* _REQUIRED TASK_
Copy out every one of the lines below word for word, in the same order.

* _RECORDS SUPPLIED_
◆ ◆ ◆
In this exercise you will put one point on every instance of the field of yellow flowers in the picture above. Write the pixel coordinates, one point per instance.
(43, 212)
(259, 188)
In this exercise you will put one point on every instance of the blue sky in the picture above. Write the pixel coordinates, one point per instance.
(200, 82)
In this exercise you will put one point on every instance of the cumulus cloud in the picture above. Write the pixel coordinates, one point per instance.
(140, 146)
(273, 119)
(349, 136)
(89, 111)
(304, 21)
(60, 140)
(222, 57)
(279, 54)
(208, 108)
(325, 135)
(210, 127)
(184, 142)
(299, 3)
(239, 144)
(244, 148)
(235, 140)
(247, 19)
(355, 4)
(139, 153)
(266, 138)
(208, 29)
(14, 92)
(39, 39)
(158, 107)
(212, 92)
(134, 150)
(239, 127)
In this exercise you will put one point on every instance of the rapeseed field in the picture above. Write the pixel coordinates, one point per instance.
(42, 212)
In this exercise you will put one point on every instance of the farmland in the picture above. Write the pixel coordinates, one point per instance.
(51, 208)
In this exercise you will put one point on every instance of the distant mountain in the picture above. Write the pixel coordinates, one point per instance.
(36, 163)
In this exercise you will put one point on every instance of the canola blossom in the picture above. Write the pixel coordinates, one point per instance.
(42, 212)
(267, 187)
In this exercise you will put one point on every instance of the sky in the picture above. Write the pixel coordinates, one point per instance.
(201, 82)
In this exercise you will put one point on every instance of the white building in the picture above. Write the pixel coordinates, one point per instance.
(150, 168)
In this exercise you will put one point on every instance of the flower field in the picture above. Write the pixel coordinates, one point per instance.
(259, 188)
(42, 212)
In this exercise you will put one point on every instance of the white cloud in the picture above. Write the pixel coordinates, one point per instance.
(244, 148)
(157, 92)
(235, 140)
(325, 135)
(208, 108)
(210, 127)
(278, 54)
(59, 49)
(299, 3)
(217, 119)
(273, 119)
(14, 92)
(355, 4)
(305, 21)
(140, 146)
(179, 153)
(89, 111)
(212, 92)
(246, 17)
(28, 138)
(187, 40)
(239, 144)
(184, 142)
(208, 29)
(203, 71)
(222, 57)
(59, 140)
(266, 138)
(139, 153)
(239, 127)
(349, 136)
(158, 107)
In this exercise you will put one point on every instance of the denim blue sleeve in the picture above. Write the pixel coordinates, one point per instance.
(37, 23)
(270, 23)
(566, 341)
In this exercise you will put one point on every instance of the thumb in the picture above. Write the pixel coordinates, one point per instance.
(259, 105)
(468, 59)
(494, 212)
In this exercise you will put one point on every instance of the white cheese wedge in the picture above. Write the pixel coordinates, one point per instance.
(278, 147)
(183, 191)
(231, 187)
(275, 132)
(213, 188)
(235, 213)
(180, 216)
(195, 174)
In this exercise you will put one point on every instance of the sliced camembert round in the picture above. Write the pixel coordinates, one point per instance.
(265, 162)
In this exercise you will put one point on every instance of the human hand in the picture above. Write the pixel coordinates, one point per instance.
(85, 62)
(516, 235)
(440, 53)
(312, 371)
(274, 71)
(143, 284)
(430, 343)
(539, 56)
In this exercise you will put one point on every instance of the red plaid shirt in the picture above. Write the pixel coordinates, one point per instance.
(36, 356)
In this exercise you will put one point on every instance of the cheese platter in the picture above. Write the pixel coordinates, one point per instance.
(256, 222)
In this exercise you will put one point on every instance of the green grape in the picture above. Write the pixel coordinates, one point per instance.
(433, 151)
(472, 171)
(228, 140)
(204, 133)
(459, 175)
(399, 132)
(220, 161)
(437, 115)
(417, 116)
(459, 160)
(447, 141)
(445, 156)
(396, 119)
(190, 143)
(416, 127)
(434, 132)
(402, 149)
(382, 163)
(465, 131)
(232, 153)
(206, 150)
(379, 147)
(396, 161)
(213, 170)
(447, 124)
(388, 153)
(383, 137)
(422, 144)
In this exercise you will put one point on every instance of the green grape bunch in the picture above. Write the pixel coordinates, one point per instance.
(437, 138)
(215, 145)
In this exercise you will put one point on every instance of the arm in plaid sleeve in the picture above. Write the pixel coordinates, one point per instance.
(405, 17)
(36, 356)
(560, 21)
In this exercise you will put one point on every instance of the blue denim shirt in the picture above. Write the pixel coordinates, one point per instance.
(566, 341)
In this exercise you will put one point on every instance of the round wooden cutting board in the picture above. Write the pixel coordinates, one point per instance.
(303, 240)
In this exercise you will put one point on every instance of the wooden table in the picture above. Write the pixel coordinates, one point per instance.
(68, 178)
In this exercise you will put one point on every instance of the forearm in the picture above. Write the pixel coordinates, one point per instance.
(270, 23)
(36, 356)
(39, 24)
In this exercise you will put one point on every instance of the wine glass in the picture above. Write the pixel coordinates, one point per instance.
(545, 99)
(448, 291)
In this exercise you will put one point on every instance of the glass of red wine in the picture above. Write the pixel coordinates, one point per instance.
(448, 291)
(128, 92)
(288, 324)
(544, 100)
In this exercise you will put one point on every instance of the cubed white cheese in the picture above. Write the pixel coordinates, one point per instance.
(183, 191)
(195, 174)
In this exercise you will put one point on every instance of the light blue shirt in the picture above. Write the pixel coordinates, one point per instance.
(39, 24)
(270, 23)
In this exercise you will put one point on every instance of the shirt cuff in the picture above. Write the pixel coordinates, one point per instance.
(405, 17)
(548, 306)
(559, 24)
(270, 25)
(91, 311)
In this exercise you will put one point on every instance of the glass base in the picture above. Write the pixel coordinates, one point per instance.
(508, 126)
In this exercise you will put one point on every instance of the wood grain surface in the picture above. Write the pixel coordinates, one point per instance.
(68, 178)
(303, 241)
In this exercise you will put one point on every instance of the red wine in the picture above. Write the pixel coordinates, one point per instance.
◆ ◆ ◆
* _RESPONSE BELOW_
In this exercise you will put one point on every instance of the field of yellow flowers in the picture above. Write the pixel coordinates, one point per instance.
(43, 212)
(259, 188)
In this exercise you will put one point on every instance of the blue sky in the picture above. Write the pixel coordinates, one point per instance.
(200, 82)
In this exercise you will put one point on every instance of the cumulus cloud in the picture above. Write the pixel coordinates, one point per instance.
(140, 146)
(273, 119)
(349, 136)
(89, 111)
(304, 21)
(60, 140)
(222, 57)
(279, 54)
(208, 108)
(325, 135)
(210, 127)
(184, 142)
(299, 3)
(239, 144)
(244, 148)
(235, 140)
(247, 19)
(355, 4)
(139, 153)
(266, 138)
(208, 29)
(14, 92)
(39, 39)
(158, 107)
(212, 92)
(134, 150)
(239, 127)
In this exercise you will put one point on every instance of the rapeseed field in the picture above. Write the pixel coordinates, one point per instance.
(42, 212)
In this exercise you will put one point on every instance of the farmland in the picture above. Write the pixel coordinates, one point per instance.
(51, 208)
In this exercise you will put one point on every instance of the distant mountain in the picture above. Write the pixel coordinates, one point per instance.
(36, 163)
In this exercise you will put one point on every instance of the canola blossom in the picture above. Write the pixel coordinates, one point per instance.
(42, 212)
(267, 187)
In this exercise you will put one point on every instance of the sky in the picture above. Write the pixel coordinates, one point per instance.
(201, 82)
In this exercise you will put one point on every instance of the white building in the picture above. Write the pixel coordinates, one point per instance.
(150, 168)
In this exercise you will put one point on every instance of the flower field in the picture above. Write the pixel coordinates, one point per instance.
(259, 188)
(42, 212)
In this exercise you will put one point on every instance of the white cloud in the picture above. Write the pixel coordinates, one point per instance.
(244, 148)
(157, 92)
(235, 140)
(325, 135)
(208, 108)
(210, 127)
(278, 54)
(59, 49)
(299, 3)
(217, 119)
(273, 119)
(14, 92)
(355, 4)
(305, 21)
(140, 146)
(179, 153)
(89, 111)
(212, 92)
(246, 17)
(28, 138)
(187, 40)
(239, 144)
(184, 142)
(208, 29)
(203, 71)
(222, 57)
(59, 140)
(266, 138)
(139, 153)
(239, 127)
(349, 136)
(158, 107)
In this exercise you will put one point on every instance of the denim blue sleeve in the picture above. Write the pixel coordinates, one point per instance.
(37, 23)
(270, 23)
(566, 341)
In this exercise you will put one point on every instance of the thumb in the picture above. Write the pixel coordinates, one point per instance.
(259, 105)
(468, 59)
(494, 212)
In this exercise you will put one point on every instance of the white cheese wedge in the picture above. Write the pixel coordinates, one point per instance.
(278, 147)
(183, 191)
(231, 187)
(275, 132)
(213, 188)
(235, 213)
(180, 216)
(195, 174)
In this exercise you will put one point on every instance of the sliced camembert round in the picture above. Write the pixel coordinates, one point per instance.
(265, 162)
In this exercise you will put one point on every instance of the human hand in the picture above. Write the pixel coordinates, one point per instance.
(85, 62)
(516, 235)
(440, 53)
(312, 371)
(274, 71)
(143, 284)
(430, 343)
(539, 56)
In this exercise you will put one point on every instance of the red plaid shirt in the picture above. Write the pixel coordinates, one point per instance.
(36, 356)
In this exercise you will put one point on every instance of the cheese platter in the picture above. Write the pixel coordinates, one point per instance.
(256, 222)
In this exercise you will put one point on every instance of the green grape in the picture above. Write the pixel coordinates, one point per instance.
(433, 151)
(472, 171)
(228, 140)
(204, 133)
(459, 175)
(399, 132)
(220, 161)
(437, 115)
(417, 116)
(459, 160)
(447, 141)
(445, 156)
(396, 119)
(190, 143)
(416, 127)
(434, 132)
(402, 149)
(382, 163)
(465, 131)
(232, 153)
(206, 150)
(379, 147)
(396, 161)
(213, 170)
(447, 124)
(388, 153)
(383, 137)
(422, 144)
In this exercise you will put one point on every instance of the green grape bunch in the picture above. Write the pixel coordinates, one point per instance.
(437, 138)
(215, 145)
In this exercise you will put one point on every instance of the arm in plaid sleeve in the picture above. Write the pixel coordinates, one point per instance.
(405, 17)
(36, 356)
(560, 21)
In this exercise you will put one point on every instance of the blue denim shirt in the picture above. Write the pixel coordinates, one point per instance.
(566, 341)
In this exercise you will put one point on every instance of the round wooden cutting board in the picture above. Write the pixel coordinates, one point per instance.
(303, 240)
In this exercise you will put one point on every instance of the wooden table in the picture above. Write the pixel coordinates, one point per instance.
(68, 178)
In this exercise you will put one point on every instance of the forearm in the picture above. Write the pixel coordinates, one point per instance.
(270, 23)
(36, 356)
(39, 24)
In this exercise you will put one point on every instance of the wine glass in the picture above. Write the pixel coordinates, one point per instance.
(545, 99)
(448, 291)
In this exercise you will put one point on every instance of the glass of red wine in the picture above. Write the pixel coordinates, one point per instance.
(448, 291)
(128, 92)
(288, 324)
(544, 100)
In this exercise you will put one point on every instance of the cubed white cheese in the picture above. Write the pixel coordinates, one point per instance.
(183, 191)
(195, 174)
In this exercise you will put one point on every instance of the light blue shirt in the picture above. Write the pixel coordinates, one point per instance.
(39, 24)
(270, 23)
In this exercise you will put one point on every instance of the shirt cuff in the picture above. Write the pixel coordinates, one point per instance.
(405, 17)
(548, 306)
(559, 24)
(270, 25)
(91, 311)
In this exercise you will put one point on every instance of the glass base in the picture above. Write the pixel coordinates, one point per instance.
(508, 126)
In this exercise you will put one point on every instance of the wood grain surface in the picture above. Write the pixel coordinates, one point per instance.
(68, 178)
(303, 241)
In this exercise you will put one point on every instance of the red wine in the picture above. Write the pixel coordinates, one point per instance.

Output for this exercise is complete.